YOUR TASK:
Only the lines from the line holding "point_to reports the position of each instance of the eyeglasses" to the last line should be output, each exactly as given.

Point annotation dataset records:
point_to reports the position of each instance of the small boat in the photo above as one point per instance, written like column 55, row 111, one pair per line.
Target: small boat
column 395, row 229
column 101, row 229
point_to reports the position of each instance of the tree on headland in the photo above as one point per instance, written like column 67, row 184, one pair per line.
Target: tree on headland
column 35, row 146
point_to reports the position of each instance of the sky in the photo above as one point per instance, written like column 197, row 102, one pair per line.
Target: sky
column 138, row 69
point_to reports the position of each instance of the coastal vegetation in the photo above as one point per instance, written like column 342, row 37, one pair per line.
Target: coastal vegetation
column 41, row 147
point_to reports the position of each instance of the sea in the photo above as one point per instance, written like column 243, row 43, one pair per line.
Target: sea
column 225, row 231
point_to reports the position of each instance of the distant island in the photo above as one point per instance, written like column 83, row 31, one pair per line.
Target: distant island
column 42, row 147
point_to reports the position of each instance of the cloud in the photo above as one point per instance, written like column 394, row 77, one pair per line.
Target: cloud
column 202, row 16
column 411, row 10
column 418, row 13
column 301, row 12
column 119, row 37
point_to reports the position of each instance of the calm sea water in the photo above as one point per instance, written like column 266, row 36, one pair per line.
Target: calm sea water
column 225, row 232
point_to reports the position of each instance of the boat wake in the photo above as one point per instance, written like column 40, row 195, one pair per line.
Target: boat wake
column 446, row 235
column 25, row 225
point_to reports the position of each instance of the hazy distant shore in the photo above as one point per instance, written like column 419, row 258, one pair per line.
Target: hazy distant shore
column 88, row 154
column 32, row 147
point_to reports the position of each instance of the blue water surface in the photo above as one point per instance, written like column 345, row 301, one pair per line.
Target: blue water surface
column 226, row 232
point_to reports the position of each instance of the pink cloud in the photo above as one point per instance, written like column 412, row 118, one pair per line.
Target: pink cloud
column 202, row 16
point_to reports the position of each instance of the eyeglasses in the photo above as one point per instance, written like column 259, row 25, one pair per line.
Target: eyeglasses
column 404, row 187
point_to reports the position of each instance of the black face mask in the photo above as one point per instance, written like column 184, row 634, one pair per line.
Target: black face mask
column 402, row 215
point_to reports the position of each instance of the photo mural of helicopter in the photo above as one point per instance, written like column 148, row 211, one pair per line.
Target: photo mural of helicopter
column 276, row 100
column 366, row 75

SOLUTION TO THE PROBLEM:
point_to reports the position of each instance of the eyeglasses in the photo above as one point per instance, written like column 259, row 25, one pair per line.
Target: eyeglasses
column 404, row 187
point_to reports the position of each instance of the black face mask in the photo above as one point per instance, written like column 184, row 634, one pair per line.
Target: black face mask
column 402, row 215
point_to reports the position of each instance of the photo mural of helicopter in the photo above as one point per instance, written like column 148, row 211, one pair per line.
Target: photo mural of helicopter
column 276, row 100
column 366, row 75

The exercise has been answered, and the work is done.